練習問題 →
- 1) 茶の湯に関する文章から、「家康とのエピソードとして面白いのは」を含む語句で始まり「ものがあれば、どれなりとも差し上げよう」」で終わる部分を書き写しなさい。
- 2) 茶の湯に関する文章にある一文「当時は美術館も展覧会もありません。」を英語に訳しなさい。
- 3) 茶の湯に関する文章を、最後の文の次から書き継ぎなさい。

如水は慶長五年(1600)の関ヶ原の役以後、
豊前に引退し、参禅の師を大徳寺の
春屋宗園に求めた頃から茶の湯を勢力的に
始めたようです。

家康とのエピソードとして面白いのは
黒田家に伝わる「南条」の茶壺です。

慶長六年(1601)の五月
家康が伏見城で宴会を催しました。
関ヶ原の役で活躍した大名が招かれ、その中に
如水の姿もありました。

ここに名物の茶壺が数個並べられ
家康は如水に、冗談半分に
「この中で他人の手を借りずに自分で持って帰れる
ものがあれば、どれなりとも差し上げよう」
と語りました。

すると如水はすっと立ち上がって
一番大きい「南条」の茶壺を自らの手で持ち帰った
ので、家康も如水の豪放さに驚嘆した
といわれています。

名物道具を拝見するには?

2014-9-27 UP

9月 27日 名物道具を拝見するには?

ご機嫌よろしゅうございます。
昨日は鷺の絵をご紹介しました。

そして遠州公が若干16歳でこの絵をみることが
できたこともお話ししました。

当時は美術館も展覧会もありません。
観たいと思う道具があったら、
その道具を持つ人の茶会に招待されなければ
みることは出来ないのです。

そして所有者も
この人なら見せてもいいなと思う人しか
呼ばないわけで、客には相応の知識と教養が必要
でした。

保存された項目
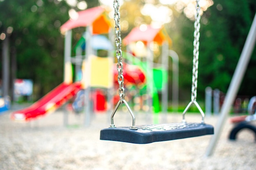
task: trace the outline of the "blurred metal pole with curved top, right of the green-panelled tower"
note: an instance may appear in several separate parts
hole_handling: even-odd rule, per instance
[[[179,105],[179,56],[173,51],[169,50],[169,55],[173,60],[173,99],[172,106],[173,111],[178,112]]]

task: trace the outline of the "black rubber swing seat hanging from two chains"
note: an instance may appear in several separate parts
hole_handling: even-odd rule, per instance
[[[101,140],[128,142],[133,144],[149,144],[152,142],[184,139],[202,135],[212,135],[213,126],[204,123],[171,123],[130,127],[110,127],[102,129]]]

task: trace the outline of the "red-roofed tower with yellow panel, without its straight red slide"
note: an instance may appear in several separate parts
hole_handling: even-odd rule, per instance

番号別解答 →
- 1)
家康とのエピソードとして面白いのは
黒田家に伝わる「南条」の茶壺です。

慶長六年(1601)の五月
家康が伏見城で宴会を催しました。
関ヶ原の役で活躍した大名が招かれ、その中に
如水の姿もありました。

ここに名物の茶壺が数個並べられ
家康は如水に、冗談半分に
「この中で他人の手を借りずに自分で持って帰れる
ものがあれば、どれなりとも差し上げよう」

- 2) In those days there were neither museums nor exhibitions.

- 3)
つまり、名物道具を拝見出来たということは
茶人として認められたという格を示すことにもなりました。

お金を出せば、いつでも博物館で名物道具を
拝見できる今とは違い
当時の茶人は常に真剣な気持ちで
名物道具と対峙していたのでしょう。

如水茶訓

2014-9-21 UP

9月21日 如水茶訓

ご機嫌よろしゅうございます。
今日は日曜日。
軍師官兵衛の時代のお話を。

隠居して如水と名乗った官兵衛ですが、
秀吉の死後となる慶長四年(1599)の正月
茶の湯定書というものを発布しています。

一 茶を挽くときには、いかにも静かに廻し、
油断なく滞らぬように挽くべきこと

一 茶碗以下の茶道具には、
垢がつかないように度々洗っておくこと

一  釜の湯を一柄杓汲み取ったならば、
また水を一柄杓差し加えておくこと
決して使い捨てや飲み捨てにしてはならない

これらは利休流を守った教えであると記しています。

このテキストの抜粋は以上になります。